**WHAT IS BEING ASKED**
Format the items below as a two-column CSV with the headers text and answer, one row per item. Put each item's wording and its answer in a quoted field of its own, and replace any line breaks with spaces.

============================================================

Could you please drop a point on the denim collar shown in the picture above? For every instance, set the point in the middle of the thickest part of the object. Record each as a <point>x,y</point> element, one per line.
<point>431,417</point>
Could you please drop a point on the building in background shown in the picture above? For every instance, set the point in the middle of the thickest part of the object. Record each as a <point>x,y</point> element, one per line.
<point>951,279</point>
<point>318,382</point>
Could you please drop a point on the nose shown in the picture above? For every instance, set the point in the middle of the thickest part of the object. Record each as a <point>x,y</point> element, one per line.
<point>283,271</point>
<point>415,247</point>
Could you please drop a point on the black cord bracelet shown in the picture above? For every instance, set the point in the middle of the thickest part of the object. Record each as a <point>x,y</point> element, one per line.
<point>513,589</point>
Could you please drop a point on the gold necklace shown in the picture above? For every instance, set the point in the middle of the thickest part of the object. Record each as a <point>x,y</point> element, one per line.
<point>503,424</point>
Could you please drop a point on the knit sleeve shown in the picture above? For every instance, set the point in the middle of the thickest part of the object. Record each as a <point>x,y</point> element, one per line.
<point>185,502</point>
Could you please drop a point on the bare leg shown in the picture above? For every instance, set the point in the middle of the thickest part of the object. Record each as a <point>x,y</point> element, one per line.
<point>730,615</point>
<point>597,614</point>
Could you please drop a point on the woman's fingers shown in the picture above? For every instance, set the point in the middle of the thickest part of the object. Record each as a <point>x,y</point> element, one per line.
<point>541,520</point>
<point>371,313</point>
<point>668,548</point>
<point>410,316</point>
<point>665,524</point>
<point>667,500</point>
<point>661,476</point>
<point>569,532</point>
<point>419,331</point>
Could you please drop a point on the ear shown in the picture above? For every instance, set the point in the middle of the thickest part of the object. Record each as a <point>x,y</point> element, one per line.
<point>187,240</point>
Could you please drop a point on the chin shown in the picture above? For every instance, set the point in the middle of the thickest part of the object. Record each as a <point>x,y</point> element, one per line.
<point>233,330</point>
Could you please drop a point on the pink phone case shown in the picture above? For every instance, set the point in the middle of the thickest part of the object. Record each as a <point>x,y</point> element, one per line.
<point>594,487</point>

============================================================

**REPLY TO THE EXERCISE**
text,answer
"Could you please drop a point on the denim collar shown in the picture above? For every instance, set the point in the middle of the thickest part of the object. Record each as a <point>x,y</point> element, one per line.","<point>431,417</point>"
"Could you please drop a point on the building in background shown in the picture above? For every instance, set the point in the middle of the thickest part of the object. Record each as a <point>x,y</point> element, one per line.","<point>951,279</point> <point>318,382</point>"
"Could you please drop a point on the nose shown in the picture above? For every instance, set the point in the middle of the thickest part of the object. Record each as a <point>x,y</point> element, one per line.","<point>283,271</point> <point>415,247</point>"
"Could you please drop a point on the black cord bracelet shown in the picture above? For every instance, set the point in the middle of the thickest part of the object. Record each as a <point>x,y</point> element, one per line.","<point>513,589</point>"
"Could you please drop a point on the gold necklace shown in the picture above? For every instance, set the point in the middle of the thickest part of the object. Record each as a <point>x,y</point> element, one per line.","<point>503,424</point>"
"Could you please drop a point on the knit sleeve shown in the picture above? For every instance, set the point in the middle of the thickest part of the object. Record each as a <point>x,y</point> element, one per line.","<point>185,502</point>"
"Could you please drop a point on the bare leg shown in the picture above? For every instance, set the point in the middle of the thickest part of the object. Record each as a <point>x,y</point> element, one per line.","<point>730,615</point> <point>597,614</point>"
"Could you please drop a point on the woman's fingers shown in the picture above? For every instance, set the point in the middle of the thickest part of the object. Record each as a <point>x,y</point> element, one per line.","<point>541,520</point> <point>371,313</point> <point>668,548</point> <point>410,316</point> <point>665,524</point> <point>667,500</point> <point>661,476</point> <point>569,532</point> <point>419,331</point>"
"Could you please drop a point on the ear shown in the picture above? For every instance, set the point in the middle of the thickest part of the object. Record each as a <point>x,y</point> element, one per line.","<point>187,240</point>"
"Could you please drop a point on the chin shown in the picture above? For every instance, set the point in the middle of the thickest part of the object. Record each as a <point>x,y</point> element, one per line.","<point>233,330</point>"
"Could you please drop a point on the pink phone case shown in the picture above? For every instance, set the point in the middle of the thickest part of the object. Record each as a <point>x,y</point> element, one per line.","<point>594,487</point>"